**Exercise details**
Reproduce the lines below exactly, starting at the line that contains "In this exercise you will locate the window" and ending at the line that contains "<point>623,387</point>", both included.

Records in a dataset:
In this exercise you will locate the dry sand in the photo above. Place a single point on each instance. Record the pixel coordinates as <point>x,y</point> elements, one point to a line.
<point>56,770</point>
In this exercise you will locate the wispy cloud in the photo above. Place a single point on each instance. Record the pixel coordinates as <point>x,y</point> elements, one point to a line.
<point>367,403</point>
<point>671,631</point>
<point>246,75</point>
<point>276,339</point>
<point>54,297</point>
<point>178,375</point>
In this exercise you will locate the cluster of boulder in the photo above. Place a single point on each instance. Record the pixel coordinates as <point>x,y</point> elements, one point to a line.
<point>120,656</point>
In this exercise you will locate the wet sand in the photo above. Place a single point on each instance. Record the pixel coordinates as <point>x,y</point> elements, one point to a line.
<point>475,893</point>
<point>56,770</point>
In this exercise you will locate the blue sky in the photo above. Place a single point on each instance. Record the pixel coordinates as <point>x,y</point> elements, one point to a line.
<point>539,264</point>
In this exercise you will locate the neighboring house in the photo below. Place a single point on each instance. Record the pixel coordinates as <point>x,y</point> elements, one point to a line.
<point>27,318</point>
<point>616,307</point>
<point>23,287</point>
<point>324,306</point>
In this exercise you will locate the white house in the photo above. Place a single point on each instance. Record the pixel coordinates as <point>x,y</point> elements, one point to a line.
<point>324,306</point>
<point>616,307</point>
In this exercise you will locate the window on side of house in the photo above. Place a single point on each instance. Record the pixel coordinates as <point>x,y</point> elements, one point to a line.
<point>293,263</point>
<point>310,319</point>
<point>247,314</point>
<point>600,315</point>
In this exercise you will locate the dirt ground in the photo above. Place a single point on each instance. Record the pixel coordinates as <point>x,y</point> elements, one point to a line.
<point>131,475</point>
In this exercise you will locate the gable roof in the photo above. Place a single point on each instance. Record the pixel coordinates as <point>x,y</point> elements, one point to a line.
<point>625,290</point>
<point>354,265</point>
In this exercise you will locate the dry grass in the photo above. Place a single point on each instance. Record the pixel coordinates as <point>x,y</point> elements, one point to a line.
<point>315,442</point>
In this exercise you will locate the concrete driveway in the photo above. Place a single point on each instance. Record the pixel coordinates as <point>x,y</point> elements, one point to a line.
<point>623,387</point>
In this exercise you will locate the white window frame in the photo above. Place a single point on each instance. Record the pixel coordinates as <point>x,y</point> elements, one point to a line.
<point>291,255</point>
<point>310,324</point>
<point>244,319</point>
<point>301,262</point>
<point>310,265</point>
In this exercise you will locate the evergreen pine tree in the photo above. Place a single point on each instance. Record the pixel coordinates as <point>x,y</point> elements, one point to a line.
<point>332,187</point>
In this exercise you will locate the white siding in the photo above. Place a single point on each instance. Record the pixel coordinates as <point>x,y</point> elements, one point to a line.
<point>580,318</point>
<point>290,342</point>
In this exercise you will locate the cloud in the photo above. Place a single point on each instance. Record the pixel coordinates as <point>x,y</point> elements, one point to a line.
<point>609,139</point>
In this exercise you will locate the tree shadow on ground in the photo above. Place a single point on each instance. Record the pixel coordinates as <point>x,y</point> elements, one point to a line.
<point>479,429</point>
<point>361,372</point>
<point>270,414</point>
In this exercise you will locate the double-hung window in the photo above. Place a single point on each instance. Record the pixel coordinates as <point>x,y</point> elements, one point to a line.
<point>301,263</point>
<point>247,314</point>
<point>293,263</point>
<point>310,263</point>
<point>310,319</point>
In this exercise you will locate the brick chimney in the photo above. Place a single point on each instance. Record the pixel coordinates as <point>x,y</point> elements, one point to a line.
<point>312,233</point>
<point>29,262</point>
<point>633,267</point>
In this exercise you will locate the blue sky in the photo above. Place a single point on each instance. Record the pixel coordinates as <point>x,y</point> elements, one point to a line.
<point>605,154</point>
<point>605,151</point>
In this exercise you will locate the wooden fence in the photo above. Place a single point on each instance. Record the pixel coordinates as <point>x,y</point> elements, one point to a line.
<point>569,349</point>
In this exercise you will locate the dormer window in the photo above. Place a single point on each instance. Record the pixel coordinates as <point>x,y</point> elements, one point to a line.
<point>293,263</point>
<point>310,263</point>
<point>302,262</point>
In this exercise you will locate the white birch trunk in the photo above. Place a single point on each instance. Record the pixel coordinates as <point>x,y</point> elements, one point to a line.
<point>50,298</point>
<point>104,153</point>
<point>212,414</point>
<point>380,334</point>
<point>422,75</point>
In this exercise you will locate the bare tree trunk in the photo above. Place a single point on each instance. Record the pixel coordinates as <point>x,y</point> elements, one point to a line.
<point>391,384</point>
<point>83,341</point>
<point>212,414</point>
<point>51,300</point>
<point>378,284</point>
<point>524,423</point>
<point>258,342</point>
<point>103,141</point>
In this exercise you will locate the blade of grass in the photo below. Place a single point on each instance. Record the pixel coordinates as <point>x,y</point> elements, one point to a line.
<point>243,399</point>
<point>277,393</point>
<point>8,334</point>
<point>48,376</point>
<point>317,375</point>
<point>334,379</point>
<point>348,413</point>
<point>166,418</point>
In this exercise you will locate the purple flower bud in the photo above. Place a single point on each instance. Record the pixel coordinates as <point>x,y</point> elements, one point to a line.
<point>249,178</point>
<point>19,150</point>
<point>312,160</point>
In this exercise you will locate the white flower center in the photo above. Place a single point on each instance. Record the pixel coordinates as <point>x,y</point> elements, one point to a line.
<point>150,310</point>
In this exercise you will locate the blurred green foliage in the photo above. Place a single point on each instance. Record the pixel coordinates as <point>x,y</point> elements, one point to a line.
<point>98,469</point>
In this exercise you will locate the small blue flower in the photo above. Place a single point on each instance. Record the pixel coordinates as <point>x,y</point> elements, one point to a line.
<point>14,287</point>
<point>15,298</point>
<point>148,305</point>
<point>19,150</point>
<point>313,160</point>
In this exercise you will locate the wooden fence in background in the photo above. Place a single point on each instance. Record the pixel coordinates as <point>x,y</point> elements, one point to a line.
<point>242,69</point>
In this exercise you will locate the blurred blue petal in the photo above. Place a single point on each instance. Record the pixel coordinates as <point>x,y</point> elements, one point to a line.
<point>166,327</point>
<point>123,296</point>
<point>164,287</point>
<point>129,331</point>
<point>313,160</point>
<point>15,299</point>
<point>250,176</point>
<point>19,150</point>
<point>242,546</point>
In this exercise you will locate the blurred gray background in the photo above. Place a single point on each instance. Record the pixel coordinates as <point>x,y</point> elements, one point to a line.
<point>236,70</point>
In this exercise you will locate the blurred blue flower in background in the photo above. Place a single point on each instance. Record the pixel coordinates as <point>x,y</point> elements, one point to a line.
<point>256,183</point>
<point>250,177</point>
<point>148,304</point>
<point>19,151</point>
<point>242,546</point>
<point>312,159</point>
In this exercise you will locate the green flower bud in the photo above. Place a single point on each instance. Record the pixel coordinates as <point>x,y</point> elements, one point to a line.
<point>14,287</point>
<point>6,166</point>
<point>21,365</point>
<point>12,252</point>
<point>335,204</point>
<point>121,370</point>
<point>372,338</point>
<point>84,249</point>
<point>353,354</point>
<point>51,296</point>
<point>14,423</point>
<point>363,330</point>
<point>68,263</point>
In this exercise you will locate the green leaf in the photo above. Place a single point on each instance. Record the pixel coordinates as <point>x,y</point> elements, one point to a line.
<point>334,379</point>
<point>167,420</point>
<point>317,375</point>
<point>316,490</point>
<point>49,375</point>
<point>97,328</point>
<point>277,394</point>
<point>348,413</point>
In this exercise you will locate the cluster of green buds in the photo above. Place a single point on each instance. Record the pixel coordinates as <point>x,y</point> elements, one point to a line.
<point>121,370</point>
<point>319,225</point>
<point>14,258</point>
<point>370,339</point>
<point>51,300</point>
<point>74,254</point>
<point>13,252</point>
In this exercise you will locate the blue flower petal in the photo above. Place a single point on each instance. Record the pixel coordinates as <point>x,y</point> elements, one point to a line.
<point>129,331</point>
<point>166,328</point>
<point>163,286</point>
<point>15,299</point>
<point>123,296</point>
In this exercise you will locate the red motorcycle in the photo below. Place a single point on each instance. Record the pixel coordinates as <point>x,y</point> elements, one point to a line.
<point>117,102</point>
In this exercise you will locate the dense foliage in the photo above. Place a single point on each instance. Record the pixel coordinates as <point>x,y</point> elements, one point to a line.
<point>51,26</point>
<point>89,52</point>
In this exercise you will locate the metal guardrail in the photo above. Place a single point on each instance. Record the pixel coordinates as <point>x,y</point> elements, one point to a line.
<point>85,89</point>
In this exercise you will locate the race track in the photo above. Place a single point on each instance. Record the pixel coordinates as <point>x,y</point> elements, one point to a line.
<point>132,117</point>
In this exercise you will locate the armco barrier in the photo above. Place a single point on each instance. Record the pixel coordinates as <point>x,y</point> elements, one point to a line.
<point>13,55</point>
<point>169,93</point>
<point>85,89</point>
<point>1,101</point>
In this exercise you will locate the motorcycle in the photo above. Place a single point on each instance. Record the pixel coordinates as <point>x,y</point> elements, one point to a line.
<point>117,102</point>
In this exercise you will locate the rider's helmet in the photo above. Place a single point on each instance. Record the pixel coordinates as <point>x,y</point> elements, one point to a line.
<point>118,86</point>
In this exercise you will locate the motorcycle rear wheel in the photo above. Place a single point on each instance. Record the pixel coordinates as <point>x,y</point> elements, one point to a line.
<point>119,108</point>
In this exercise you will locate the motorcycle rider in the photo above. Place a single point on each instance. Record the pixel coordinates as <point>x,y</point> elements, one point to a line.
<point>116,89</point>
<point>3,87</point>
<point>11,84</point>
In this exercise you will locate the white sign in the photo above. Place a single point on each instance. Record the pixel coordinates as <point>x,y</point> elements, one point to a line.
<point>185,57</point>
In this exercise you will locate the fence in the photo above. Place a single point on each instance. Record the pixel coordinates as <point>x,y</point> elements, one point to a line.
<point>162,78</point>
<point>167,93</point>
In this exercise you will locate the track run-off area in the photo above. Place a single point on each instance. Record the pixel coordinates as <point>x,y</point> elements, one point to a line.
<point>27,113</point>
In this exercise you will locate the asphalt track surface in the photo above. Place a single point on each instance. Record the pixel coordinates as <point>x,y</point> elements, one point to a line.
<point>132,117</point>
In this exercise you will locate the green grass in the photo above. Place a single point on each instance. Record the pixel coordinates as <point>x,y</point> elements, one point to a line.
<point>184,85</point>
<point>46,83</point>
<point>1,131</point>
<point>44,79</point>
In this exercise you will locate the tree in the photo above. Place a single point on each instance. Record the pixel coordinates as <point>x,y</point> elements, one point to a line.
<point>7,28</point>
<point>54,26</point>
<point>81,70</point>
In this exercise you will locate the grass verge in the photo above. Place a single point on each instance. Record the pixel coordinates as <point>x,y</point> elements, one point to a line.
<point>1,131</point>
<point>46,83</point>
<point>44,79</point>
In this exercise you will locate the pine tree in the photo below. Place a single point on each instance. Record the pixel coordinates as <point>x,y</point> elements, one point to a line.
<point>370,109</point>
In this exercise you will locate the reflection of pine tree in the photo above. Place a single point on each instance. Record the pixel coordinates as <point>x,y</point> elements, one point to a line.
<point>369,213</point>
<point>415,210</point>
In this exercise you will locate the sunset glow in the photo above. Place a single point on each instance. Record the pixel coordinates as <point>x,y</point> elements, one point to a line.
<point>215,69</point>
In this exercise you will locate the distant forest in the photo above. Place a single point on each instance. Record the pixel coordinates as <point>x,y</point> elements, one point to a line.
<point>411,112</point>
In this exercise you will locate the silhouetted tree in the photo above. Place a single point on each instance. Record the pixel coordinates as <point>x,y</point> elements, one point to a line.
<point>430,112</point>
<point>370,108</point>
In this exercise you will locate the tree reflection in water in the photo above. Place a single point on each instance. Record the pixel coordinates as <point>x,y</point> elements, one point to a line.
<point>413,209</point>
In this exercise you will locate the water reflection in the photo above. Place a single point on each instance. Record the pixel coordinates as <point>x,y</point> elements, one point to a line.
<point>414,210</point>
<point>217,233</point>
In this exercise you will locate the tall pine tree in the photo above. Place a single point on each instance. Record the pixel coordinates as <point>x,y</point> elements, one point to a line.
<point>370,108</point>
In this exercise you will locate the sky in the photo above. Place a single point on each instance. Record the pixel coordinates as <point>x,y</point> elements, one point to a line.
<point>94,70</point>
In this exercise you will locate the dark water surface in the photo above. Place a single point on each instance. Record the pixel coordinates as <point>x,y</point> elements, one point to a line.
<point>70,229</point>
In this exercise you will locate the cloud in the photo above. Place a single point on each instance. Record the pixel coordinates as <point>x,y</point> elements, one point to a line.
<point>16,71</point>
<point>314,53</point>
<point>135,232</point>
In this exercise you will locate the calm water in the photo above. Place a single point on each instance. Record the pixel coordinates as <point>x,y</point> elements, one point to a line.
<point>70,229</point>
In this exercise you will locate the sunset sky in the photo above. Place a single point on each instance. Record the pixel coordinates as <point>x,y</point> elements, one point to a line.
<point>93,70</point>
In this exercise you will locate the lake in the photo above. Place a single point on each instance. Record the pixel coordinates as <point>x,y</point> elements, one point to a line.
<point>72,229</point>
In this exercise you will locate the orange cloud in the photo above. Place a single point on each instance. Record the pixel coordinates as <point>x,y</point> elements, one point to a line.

**Task solution**
In this exercise you will locate the window on side of house in the photo above. Place a single point on each instance. Record the pixel coordinates as <point>x,y</point> elements, one point to a line.
<point>293,263</point>
<point>310,319</point>
<point>247,314</point>
<point>600,315</point>
In this exercise you will locate the dirt ground in the photo above. Place a single point on each instance. Record the pixel coordinates as <point>x,y</point> elements, one point to a line.
<point>131,475</point>
In this exercise you will locate the gable roof in the photo above. Place a single point on each instance. Record the pixel coordinates as <point>x,y</point> elements, one point to a line.
<point>625,290</point>
<point>354,265</point>
In this exercise you will locate the dry grass in the photo above. Place a single point on each instance. Record the pixel coordinates as <point>x,y</point> elements, one point to a line.
<point>315,442</point>
In this exercise you will locate the concrete driveway in the photo above. Place a single point on each instance. Record the pixel coordinates as <point>x,y</point> elements, one point to a line.
<point>623,387</point>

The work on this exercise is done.